[begin Input material]
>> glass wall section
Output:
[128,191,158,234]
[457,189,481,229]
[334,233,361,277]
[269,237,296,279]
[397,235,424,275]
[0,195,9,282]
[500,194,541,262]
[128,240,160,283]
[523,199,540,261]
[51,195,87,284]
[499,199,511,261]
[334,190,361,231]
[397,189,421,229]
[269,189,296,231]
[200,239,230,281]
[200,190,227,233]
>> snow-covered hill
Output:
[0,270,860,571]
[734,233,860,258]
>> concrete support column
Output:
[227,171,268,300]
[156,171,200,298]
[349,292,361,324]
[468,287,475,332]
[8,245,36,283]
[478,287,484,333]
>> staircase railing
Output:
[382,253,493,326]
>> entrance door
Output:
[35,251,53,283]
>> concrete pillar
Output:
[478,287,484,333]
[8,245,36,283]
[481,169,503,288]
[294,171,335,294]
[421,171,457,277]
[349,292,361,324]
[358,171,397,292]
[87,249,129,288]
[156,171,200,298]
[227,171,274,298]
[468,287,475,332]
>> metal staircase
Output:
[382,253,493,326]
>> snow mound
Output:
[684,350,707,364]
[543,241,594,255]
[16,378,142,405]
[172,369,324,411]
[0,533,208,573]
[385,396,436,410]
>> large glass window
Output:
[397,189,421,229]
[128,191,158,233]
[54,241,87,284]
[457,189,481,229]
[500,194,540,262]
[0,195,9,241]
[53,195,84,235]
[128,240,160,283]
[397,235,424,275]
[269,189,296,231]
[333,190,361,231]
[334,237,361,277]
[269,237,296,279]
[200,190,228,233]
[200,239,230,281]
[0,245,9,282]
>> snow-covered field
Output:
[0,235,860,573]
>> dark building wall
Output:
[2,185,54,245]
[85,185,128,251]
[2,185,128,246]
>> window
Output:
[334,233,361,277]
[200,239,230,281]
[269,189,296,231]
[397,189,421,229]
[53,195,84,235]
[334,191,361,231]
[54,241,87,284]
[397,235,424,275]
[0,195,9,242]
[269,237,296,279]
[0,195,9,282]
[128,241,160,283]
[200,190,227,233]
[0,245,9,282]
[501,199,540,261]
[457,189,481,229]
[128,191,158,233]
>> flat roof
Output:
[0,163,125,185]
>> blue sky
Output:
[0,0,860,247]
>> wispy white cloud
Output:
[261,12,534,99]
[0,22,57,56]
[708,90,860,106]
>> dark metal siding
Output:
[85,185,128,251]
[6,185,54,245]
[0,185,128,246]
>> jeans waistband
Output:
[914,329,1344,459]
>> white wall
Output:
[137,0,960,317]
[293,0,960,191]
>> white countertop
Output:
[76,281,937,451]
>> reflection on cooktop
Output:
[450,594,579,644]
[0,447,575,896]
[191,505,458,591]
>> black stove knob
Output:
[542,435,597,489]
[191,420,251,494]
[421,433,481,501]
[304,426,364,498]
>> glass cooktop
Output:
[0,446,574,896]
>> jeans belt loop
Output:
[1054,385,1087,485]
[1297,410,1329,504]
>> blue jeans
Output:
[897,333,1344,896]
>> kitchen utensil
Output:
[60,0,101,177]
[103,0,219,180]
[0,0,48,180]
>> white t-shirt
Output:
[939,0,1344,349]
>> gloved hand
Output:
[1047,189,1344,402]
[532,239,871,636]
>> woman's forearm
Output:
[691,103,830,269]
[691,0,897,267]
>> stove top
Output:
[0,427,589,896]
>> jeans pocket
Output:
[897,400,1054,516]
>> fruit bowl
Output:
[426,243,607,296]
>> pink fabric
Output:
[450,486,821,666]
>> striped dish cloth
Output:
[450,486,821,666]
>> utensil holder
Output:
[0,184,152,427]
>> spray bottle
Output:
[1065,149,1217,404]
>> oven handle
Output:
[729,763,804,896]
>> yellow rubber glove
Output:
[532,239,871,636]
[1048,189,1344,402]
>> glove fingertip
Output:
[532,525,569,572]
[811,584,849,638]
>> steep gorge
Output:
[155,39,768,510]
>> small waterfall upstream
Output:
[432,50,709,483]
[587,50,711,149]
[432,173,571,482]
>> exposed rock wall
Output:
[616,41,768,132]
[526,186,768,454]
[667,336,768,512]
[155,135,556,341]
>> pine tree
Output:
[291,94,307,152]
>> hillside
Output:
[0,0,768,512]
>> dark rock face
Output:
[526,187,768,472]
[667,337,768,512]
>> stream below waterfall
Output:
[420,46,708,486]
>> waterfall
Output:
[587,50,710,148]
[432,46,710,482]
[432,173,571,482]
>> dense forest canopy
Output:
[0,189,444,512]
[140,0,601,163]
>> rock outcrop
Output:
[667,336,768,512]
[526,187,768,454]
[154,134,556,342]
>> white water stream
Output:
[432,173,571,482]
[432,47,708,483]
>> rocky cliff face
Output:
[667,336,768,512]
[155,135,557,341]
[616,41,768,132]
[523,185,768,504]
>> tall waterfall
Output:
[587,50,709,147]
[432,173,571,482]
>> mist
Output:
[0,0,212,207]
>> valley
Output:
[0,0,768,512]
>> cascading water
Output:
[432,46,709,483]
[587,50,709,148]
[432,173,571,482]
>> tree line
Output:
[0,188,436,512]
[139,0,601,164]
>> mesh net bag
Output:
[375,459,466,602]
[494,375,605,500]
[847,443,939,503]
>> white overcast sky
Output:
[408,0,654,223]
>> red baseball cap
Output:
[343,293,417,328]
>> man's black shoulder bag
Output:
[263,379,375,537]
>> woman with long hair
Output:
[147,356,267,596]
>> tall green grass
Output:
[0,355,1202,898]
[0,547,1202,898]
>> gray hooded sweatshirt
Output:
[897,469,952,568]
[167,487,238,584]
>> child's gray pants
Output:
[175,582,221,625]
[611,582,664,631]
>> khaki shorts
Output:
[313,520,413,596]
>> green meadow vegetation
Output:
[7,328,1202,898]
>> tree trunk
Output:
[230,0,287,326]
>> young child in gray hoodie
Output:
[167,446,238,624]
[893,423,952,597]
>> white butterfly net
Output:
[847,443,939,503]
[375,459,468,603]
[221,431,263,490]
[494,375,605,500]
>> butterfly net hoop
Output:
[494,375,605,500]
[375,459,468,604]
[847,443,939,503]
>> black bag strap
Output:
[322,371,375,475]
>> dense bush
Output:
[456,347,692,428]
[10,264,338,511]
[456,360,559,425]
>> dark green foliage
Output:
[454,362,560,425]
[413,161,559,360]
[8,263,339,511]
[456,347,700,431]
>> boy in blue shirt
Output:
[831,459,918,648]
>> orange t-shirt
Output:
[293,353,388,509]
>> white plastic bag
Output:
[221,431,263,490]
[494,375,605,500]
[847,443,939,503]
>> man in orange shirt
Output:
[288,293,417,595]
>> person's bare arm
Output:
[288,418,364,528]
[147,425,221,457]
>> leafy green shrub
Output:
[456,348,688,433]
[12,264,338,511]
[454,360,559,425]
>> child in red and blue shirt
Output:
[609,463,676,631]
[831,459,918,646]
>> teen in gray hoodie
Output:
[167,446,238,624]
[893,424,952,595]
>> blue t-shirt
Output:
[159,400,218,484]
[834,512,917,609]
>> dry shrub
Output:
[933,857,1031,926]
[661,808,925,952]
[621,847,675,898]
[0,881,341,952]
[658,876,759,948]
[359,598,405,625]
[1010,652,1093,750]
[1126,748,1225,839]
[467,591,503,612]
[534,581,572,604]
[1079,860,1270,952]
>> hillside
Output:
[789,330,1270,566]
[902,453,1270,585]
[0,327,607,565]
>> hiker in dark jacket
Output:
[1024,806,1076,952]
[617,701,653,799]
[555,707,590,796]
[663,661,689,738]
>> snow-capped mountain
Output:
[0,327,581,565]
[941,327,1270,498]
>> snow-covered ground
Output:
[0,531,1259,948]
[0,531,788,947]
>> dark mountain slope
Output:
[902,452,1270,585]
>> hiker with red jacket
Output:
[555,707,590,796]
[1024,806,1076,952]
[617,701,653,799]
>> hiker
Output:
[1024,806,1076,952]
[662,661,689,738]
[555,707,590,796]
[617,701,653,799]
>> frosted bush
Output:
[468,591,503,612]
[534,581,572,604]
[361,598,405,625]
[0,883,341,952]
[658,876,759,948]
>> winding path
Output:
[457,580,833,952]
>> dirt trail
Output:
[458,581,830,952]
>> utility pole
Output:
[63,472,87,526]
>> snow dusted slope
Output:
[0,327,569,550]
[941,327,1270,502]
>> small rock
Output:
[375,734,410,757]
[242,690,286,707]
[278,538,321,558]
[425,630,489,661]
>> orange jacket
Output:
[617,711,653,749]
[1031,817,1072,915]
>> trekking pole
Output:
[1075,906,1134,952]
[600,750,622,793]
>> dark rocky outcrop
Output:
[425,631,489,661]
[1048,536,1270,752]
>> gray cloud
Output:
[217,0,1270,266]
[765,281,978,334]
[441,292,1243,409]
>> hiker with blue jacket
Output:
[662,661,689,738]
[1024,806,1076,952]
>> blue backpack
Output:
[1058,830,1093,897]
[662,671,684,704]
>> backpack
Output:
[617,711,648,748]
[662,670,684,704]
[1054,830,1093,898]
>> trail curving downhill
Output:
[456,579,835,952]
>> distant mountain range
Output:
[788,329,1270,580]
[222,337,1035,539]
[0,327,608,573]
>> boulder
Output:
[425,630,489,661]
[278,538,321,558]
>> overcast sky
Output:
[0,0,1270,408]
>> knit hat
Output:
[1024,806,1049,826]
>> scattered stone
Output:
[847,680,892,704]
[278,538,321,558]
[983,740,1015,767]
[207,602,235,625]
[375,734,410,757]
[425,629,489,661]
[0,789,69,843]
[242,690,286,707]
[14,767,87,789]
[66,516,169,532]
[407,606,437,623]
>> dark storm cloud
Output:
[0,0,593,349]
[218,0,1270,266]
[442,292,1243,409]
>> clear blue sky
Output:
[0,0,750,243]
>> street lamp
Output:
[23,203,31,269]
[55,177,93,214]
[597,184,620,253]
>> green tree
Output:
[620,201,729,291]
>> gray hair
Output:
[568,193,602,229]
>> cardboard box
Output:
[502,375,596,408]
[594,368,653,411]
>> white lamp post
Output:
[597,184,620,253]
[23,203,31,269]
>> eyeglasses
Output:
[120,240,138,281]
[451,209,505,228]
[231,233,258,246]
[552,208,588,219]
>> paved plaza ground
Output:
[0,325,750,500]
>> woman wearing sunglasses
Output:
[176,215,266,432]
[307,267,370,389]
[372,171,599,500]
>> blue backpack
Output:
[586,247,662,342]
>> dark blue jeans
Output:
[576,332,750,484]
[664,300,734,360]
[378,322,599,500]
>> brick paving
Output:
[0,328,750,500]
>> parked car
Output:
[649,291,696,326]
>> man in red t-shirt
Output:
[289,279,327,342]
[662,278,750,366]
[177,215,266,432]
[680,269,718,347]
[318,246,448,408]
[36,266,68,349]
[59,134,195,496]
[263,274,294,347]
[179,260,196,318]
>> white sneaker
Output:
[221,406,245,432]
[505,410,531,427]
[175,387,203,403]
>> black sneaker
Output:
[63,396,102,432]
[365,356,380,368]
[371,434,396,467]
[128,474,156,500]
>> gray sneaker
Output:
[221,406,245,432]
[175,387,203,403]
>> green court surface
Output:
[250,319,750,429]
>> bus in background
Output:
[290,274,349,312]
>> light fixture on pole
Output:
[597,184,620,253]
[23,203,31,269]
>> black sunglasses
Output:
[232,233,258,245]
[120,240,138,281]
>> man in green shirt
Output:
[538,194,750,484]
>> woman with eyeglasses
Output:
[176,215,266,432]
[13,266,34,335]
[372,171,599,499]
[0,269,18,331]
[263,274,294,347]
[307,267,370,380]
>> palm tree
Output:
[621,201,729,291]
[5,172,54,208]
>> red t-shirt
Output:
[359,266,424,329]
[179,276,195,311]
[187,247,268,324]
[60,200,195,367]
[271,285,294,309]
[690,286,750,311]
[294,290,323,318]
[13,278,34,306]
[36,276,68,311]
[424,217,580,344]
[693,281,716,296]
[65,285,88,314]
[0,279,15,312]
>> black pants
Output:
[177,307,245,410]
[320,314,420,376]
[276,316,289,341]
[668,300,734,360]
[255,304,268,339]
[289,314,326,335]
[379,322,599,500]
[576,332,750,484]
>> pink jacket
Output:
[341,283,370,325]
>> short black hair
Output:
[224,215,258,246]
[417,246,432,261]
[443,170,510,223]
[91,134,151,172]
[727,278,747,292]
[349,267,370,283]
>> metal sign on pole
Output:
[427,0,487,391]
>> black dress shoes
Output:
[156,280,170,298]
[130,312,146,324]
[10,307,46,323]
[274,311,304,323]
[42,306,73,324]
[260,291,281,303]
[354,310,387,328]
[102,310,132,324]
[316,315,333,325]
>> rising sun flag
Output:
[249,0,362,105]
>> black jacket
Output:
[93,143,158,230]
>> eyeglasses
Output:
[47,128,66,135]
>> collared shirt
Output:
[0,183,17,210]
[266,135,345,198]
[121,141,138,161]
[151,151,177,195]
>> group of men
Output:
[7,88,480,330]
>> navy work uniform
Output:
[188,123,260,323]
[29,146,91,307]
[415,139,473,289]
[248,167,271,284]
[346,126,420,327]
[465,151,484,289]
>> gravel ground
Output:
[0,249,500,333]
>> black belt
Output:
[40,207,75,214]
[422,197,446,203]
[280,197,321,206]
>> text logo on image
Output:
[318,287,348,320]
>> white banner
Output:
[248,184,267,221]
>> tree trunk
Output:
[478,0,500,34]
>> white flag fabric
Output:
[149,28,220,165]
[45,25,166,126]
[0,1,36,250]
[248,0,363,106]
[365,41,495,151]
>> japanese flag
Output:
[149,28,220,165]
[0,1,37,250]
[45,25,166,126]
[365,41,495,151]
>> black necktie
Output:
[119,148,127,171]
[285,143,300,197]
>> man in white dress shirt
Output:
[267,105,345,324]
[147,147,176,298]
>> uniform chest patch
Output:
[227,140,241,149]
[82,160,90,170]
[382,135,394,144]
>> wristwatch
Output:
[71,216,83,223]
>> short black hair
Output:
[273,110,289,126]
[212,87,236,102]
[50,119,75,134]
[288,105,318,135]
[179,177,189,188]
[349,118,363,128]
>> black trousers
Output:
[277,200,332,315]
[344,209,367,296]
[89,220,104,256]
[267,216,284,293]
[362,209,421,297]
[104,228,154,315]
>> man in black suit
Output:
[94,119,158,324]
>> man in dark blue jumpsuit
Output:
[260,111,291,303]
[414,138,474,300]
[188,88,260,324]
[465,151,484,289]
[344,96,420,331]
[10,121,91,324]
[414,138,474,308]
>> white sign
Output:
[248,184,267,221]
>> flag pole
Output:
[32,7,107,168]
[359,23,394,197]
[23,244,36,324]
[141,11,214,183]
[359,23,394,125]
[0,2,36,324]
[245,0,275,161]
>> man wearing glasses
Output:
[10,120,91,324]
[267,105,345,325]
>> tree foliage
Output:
[end Input material]
▶ [What the task asks]: Could you copy out everything in the records from the line containing "rocky cliff face" down to the line containing "[147,425,221,457]", including both of those lines and leaving every line unchanged?

▶ [Response]:
>> rocky cliff face
Output:
[667,336,768,512]
[155,135,557,341]
[616,41,768,132]
[523,185,768,504]
>> tall waterfall
Output:
[587,50,709,147]
[432,173,571,482]
>> mist
Output:
[0,0,212,207]
>> valley
Output:
[0,0,768,512]
>> cascading water
Output:
[432,46,709,483]
[587,50,709,148]
[432,173,571,482]
>> tree line
Output:
[0,188,436,512]
[139,0,601,164]
>> mesh net bag
Output:
[375,459,466,602]
[494,375,605,500]
[847,443,939,503]
>> white overcast sky
Output:
[408,0,654,223]
>> red baseball cap
Output:
[343,293,417,328]
>> man's black shoulder bag
Output:
[263,379,375,537]
>> woman with long hair
Output:
[147,356,267,596]
>> tall green grass
Output:
[0,355,1202,898]
[0,547,1202,898]
>> gray hooded sweatshirt
Output:
[897,469,952,568]
[167,487,238,584]
>> child's gray pants
Output:
[175,582,221,625]
[611,582,664,631]
>> khaki shorts
Output:
[313,520,413,596]
>> green meadow vegetation
Output:
[7,328,1202,898]
>> tree trunk
Output:
[230,0,287,326]
>> young child in gray hoodie
Output:
[167,446,238,624]
[893,423,952,597]
>> white butterfly net
Output:
[847,443,939,503]
[375,459,468,603]
[221,431,263,490]
[494,375,605,500]
>> butterfly net hoop
Output:
[494,375,605,500]
[375,459,468,604]
[847,443,939,503]
>> black bag strap
Output:
[322,371,375,475]
>> dense bush
Output:
[456,347,692,428]
[10,264,338,511]
[456,360,559,425]
>> dark green foliage
Output:
[454,362,560,425]
[413,161,559,360]
[8,263,339,511]
[456,347,700,431]
>> boy in blue shirt
Output:
[831,459,918,648]
>> orange t-shirt
Output:
[293,353,388,509]
>> white plastic bag
Output:
[221,431,263,490]
[494,375,605,500]
[847,443,939,503]
>> man in orange shirt
Output:
[288,293,417,595]
>> person's bare arm
Output:
[288,418,364,528]
[147,425,221,457]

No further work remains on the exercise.